#### What you need to do
In the lines below, change every "largest disc" to "largest circle" and reproduce all the lines otherwise unchanged, omitting the pictures.

#### Records shown
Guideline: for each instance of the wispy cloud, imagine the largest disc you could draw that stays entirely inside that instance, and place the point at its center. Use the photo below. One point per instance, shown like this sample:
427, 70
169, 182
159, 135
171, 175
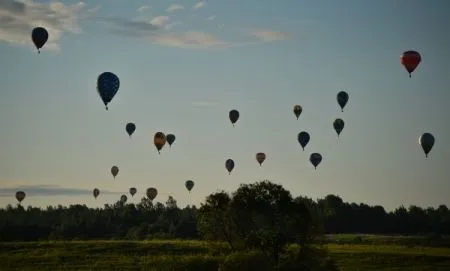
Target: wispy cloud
131, 28
204, 104
142, 9
18, 18
190, 39
174, 7
159, 21
49, 190
199, 5
266, 35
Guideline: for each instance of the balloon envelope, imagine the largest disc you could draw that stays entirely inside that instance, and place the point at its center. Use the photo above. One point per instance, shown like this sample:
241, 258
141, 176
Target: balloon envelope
152, 193
159, 140
170, 139
303, 139
315, 159
297, 110
107, 86
427, 142
114, 171
96, 192
338, 125
133, 191
342, 98
234, 116
410, 60
20, 195
130, 128
260, 157
39, 35
229, 165
189, 185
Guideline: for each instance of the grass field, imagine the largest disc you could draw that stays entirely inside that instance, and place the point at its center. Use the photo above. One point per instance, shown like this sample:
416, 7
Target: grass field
178, 254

#### Exercise solution
Guideline: for each instance of the wispy cloud, imagine the largest circle you could draw that stays entirely inside that instance, and place the point at its center. Use the photo below. One point per instance, shown like this sample:
427, 70
169, 182
159, 135
171, 175
Target: wispy cloud
131, 28
204, 104
142, 9
18, 18
190, 39
174, 7
159, 21
49, 190
199, 5
266, 35
Guideline: for each instance of the balloon envelope, imagine the largest circle you could draw that stays entirely inside that instance, and place the point at its center. Use the photo above. One point per instance, shown like this sample:
241, 258
141, 176
Target: balloon envelope
152, 193
159, 140
170, 139
303, 139
315, 159
297, 110
107, 86
427, 142
114, 171
96, 192
338, 125
133, 191
342, 98
234, 116
410, 60
20, 195
130, 128
260, 157
39, 35
229, 165
189, 185
Guideline: for each instance of the grass field, imagine the largest circle you could draw that stays entirely inside that instance, and place the point at its center. Use the photo above. One point per instance, shown like this sample:
416, 7
Target: grass field
178, 254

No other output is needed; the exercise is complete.